Print every one of the records below word for word, with every line and number unchanged.

---- Items

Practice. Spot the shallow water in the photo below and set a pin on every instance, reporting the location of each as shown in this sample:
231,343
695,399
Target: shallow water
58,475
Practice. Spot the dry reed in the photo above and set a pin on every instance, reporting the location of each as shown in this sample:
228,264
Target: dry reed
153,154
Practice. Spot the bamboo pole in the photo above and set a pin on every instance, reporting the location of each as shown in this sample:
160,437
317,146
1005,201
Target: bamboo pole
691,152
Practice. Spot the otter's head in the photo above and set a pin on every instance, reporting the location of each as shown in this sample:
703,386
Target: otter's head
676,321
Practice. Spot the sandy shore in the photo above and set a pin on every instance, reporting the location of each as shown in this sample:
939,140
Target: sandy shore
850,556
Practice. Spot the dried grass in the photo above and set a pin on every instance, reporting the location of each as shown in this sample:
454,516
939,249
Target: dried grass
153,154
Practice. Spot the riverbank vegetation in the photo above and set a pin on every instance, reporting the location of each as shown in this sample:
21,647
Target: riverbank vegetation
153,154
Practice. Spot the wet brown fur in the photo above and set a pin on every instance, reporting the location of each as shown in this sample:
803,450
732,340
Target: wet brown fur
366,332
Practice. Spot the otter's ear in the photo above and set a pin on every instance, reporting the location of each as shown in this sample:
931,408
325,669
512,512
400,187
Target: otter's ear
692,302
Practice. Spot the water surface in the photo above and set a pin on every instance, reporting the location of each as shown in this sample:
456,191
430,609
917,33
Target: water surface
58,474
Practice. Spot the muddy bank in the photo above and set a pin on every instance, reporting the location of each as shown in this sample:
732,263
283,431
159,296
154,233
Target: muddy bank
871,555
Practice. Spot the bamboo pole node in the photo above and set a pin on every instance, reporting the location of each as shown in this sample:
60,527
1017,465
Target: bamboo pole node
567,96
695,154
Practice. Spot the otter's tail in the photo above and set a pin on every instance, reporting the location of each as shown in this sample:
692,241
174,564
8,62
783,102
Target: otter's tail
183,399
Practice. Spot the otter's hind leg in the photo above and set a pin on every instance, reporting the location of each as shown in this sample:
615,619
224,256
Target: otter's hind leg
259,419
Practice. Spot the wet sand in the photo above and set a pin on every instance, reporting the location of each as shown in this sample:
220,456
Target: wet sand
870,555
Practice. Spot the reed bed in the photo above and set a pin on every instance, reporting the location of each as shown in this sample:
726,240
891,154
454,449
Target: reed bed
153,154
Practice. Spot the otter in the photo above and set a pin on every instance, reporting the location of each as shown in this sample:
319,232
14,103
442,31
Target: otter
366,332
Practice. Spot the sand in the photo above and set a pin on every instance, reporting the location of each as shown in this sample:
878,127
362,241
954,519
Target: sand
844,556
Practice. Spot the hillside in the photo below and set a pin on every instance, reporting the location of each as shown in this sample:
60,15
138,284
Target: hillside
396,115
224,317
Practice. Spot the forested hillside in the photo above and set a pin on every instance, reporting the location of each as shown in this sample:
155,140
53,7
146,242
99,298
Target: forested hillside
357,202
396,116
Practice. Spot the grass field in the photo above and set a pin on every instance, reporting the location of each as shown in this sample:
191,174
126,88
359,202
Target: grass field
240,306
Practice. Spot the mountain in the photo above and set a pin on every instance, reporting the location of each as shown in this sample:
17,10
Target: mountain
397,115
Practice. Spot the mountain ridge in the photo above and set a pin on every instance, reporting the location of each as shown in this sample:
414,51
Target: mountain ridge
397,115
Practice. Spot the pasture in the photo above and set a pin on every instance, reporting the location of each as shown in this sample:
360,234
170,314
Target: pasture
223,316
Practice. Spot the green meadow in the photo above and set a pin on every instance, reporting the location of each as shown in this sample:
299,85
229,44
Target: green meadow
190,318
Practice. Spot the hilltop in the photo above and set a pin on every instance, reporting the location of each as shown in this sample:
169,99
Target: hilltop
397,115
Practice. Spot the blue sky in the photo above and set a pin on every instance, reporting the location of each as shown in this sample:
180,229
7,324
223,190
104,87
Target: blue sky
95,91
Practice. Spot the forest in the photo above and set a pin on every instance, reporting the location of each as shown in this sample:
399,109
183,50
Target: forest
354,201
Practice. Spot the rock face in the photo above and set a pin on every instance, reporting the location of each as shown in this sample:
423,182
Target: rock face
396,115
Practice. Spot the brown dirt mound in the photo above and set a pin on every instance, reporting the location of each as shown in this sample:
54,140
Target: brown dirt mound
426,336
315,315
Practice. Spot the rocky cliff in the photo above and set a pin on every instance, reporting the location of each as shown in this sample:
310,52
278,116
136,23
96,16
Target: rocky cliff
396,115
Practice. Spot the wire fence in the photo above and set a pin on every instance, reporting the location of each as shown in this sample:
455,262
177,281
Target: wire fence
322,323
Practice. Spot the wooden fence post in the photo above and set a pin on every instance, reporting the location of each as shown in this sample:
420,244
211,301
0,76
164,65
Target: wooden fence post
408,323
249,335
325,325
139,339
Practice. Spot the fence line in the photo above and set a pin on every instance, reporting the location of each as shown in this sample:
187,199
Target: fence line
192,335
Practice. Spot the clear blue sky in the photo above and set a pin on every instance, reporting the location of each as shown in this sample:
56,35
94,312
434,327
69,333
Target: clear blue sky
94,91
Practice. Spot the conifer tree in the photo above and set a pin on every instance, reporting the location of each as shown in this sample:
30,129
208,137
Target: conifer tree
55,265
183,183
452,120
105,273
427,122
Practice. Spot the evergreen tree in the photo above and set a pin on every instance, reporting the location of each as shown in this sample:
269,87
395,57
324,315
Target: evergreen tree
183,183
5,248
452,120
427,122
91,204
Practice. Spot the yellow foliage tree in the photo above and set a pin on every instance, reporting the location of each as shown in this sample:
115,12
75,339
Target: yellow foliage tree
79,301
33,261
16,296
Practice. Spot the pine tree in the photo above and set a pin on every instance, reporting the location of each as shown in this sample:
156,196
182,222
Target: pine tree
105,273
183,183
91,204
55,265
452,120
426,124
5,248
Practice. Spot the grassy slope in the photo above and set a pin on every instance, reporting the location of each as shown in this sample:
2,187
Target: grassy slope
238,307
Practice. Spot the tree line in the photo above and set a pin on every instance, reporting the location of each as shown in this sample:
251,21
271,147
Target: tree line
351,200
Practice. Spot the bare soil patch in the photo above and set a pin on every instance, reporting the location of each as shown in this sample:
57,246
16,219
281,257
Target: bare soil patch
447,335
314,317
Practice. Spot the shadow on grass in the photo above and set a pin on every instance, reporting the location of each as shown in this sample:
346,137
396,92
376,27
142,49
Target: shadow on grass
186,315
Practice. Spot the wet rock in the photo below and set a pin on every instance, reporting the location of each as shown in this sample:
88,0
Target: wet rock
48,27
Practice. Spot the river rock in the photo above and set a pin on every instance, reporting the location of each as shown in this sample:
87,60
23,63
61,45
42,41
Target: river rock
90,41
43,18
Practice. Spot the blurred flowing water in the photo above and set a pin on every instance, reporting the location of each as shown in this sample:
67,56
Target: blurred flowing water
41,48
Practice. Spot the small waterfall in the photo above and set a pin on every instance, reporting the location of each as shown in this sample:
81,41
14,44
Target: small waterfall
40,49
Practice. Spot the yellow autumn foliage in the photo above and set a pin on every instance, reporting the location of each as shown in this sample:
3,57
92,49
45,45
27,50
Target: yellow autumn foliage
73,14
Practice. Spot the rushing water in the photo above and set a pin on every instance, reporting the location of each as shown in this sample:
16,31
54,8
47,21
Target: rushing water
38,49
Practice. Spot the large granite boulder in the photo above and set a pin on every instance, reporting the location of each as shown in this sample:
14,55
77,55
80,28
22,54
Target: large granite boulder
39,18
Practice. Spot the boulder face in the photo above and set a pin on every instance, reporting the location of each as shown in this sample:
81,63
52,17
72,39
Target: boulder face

--------

### Full output
Practice. Spot the shallow water in the photo below and set a pin on every instance, reporting the location of each as shown in this sample:
231,343
695,399
Target: shallow water
58,475
Practice. Spot the dry reed in the photo above and set a pin on every instance, reporting the location of each as shown in this sample:
228,264
Target: dry reed
153,154
Practice. Spot the bamboo pole in the photo above and set a pin on every instance, reporting the location of each as shown in this sample:
160,437
317,146
1005,201
Target: bamboo pole
691,152
Practice. Spot the otter's head in the photo above and set a pin on every instance, reporting the location of each as shown in this sample:
703,386
Target: otter's head
676,321
Practice. Spot the sandy shore in the photo above and set a pin on every instance, reporting the location of each as shown in this sample:
939,140
Target: sandy shore
850,556
Practice. Spot the dried grass in the photo above and set a pin on every instance, reporting the location of each as shown in this sample:
454,516
939,249
Target: dried grass
153,154
Practice. Spot the riverbank vegetation in the photo above and set a pin on every instance, reporting the location of each as shown in this sample:
21,647
Target: riverbank vegetation
153,154
Practice. Spot the wet brown fur in the photo above and set a pin on every instance, reporting the location of each as shown in this sample:
803,450
732,340
Target: wet brown fur
366,332
Practice. Spot the otter's ear in the photo above and set a pin on every instance, reporting the location of each as shown in this sample:
931,408
325,669
512,512
400,187
Target: otter's ear
692,302
Practice. Spot the water surface in the photo above and set a pin on every instance, reporting the location of each as shown in this sample:
456,191
430,609
917,33
Target: water surface
58,474
Practice. Spot the muddy bank in the photo above and set a pin on every instance, reporting the location of each as shown in this sample:
732,263
283,431
159,296
154,233
Target: muddy bank
871,555
Practice. Spot the bamboo pole node in the photo above and set a pin on every instance, reporting the location of each as shown in this sample:
60,527
1017,465
Target: bamboo pole node
567,96
695,154
Practice. Spot the otter's tail in the photo above and set a pin on every instance, reporting the location of each as shown in this sample:
692,241
174,564
8,62
783,102
Target: otter's tail
183,399
Practice. Spot the otter's hind leg in the photo above and set a pin on every instance, reporting the location of each as shown in this sample:
615,619
224,256
Target: otter's hind leg
259,419
Practice. Spot the wet sand in the photo above and set a pin on every instance, reporting the location of each as shown in this sample:
220,456
Target: wet sand
870,555
Practice. Spot the reed bed in the photo above and set a pin on every instance, reporting the location of each as shown in this sample:
726,240
891,154
454,449
Target: reed bed
153,154
Practice. Spot the otter in the photo above and set a pin on every instance, reporting the location of each as shown in this sample:
319,232
14,103
442,31
Target: otter
366,332
Practice. Spot the sand in the photo above and set a pin on every instance, reporting the location of each as shown in this sample:
878,127
362,241
954,519
Target: sand
844,556
Practice. Spot the hillside in the photo below and set a pin on every instance, reporting the location of each as shown in this sample:
60,15
138,284
Target: hillside
396,115
224,317
Practice. Spot the forested hillside in the photo above and set a pin on every instance, reporting the location of each as shown in this sample:
155,140
53,7
146,242
99,298
Target: forested hillside
357,202
396,116
Practice. Spot the grass field in the photo above and set a pin on every instance, reporting the location of each as shown in this sample:
191,174
126,88
359,202
Target: grass field
240,306
Practice. Spot the mountain in the photo above and set a pin on every instance, reporting the location of each as shown in this sample:
17,10
Target: mountain
397,115
Practice. Spot the mountain ridge in the photo above and set a pin on every instance, reporting the location of each as shown in this sample:
414,51
Target: mountain ridge
397,115
Practice. Spot the pasture in the photo above and set a pin on every instance, reporting the location of each as shown in this sample:
360,234
170,314
Target: pasture
223,316
Practice. Spot the green meadow in the photo above and set a pin on every instance, reporting the location of each as shown in this sample:
299,85
229,44
Target: green meadow
190,318
Practice. Spot the hilltop in the photo above and set a pin on every instance, reporting the location of each as shown in this sample:
169,99
Target: hilltop
397,115
Practice. Spot the blue sky in the photo above and set a pin on every instance, reporting the location of each as shown in this sample:
180,229
7,324
223,190
104,87
Target: blue sky
95,91
Practice. Spot the forest in the photo above and set a pin on every instance, reporting the location of each as shown in this sample:
399,109
183,50
Target: forest
354,201
Practice. Spot the rock face in the photo above and set a pin on every instance, reporting the location of each as shown in this sample:
423,182
Target: rock face
396,115
Practice. Spot the brown dirt mound in the photo above and set a pin on every instance, reporting the location of each as shown in this sample:
54,140
Target: brown dirt mound
426,336
315,315
Practice. Spot the rocky cliff in the photo above and set a pin on every instance, reporting the location of each as shown in this sample:
310,52
278,116
136,23
96,16
Target: rocky cliff
396,115
Practice. Spot the wire fence in the photo above and set a pin on every instance, reporting the location of each as shown in this sample:
455,262
177,281
Target: wire fence
322,323
Practice. Spot the wooden fence post in the photo above and set a pin on every instance, reporting the location of each as shown in this sample:
420,244
211,301
0,76
164,65
Target: wooden fence post
408,323
249,335
325,325
139,339
Practice. Spot the fence line in the photo above and set a pin on every instance, reporting the location of each as shown in this sample:
187,199
Target: fence line
192,335
Practice. Spot the clear blue sky in the photo above and set a pin on every instance, reporting the location of each as shown in this sample:
56,35
94,312
434,327
69,333
Target: clear blue sky
94,91
Practice. Spot the conifer tree in the photo above and set a pin on every instance, reporting the location of each as shown in this sample:
30,129
208,137
Target: conifer tree
55,265
183,183
452,120
105,273
427,122
Practice. Spot the evergreen tree in the photo above and set a pin on every instance, reporting the location of each as shown in this sample:
269,87
395,57
324,315
Target: evergreen tree
183,183
5,248
452,120
427,122
91,204
Practice. Spot the yellow foliage tree in the photo above and set a pin on every instance, reporting the location of each as shown in this sample:
115,12
75,339
Target: yellow foliage tree
79,301
33,261
16,296
Practice. Spot the pine tree in the photo above and set a pin on every instance, reporting the location of each as shown in this sample:
156,196
182,222
Target: pine tree
105,273
183,183
91,204
55,265
452,120
426,124
5,248
Practice. Spot the grassy slope in the photo above and set a pin on every instance, reporting the location of each as shown in this sample:
2,187
Target: grassy slope
238,307
Practice. Spot the tree line in the photo above and set a pin on every instance, reporting the location of each as shown in this sample:
251,21
271,147
Target: tree line
351,200
Practice. Spot the bare soil patch in the photo above and set a pin on every instance, reporting the location of each as shown in this sample:
57,246
16,219
281,257
Target: bare soil patch
447,335
314,317
Practice. Spot the shadow on grass in the photo above and set a pin on every instance, reporting the location of each as shown in this sample:
346,137
396,92
376,27
142,49
Target: shadow on grass
186,315
Practice. Spot the wet rock in the photo below and set a pin on every instance, reporting the location of each as shown in this sample:
88,0
Target: wet rock
48,27
Practice. Spot the river rock in the photo above and set a pin on every instance, reporting the location of each as shown in this sample:
87,60
23,63
61,45
42,41
Target: river rock
90,41
43,18
Practice. Spot the blurred flowing water in the photo above and set a pin on every instance, reporting the location of each as shown in this sample:
67,56
Target: blurred flowing water
41,48
Practice. Spot the small waterfall in the photo above and set a pin on every instance, reporting the location of each as shown in this sample:
81,41
14,44
Target: small waterfall
40,49
Practice. Spot the yellow autumn foliage in the photo above and set a pin on every instance, reporting the location of each as shown in this sample:
3,57
92,49
45,45
27,50
Target: yellow autumn foliage
73,14
Practice. Spot the rushing water in the photo above and set a pin on every instance, reporting the location of each as shown in this sample:
16,31
54,8
47,21
Target: rushing water
38,49
Practice. Spot the large granite boulder in the photo above and set a pin on every instance, reporting the location of each as shown in this sample:
14,55
77,55
80,28
22,54
Target: large granite boulder
39,18
Practice. Spot the boulder face in the photo above and set a pin on every instance, reporting the location of each as shown in this sample:
81,63
52,17
72,39
Target: boulder face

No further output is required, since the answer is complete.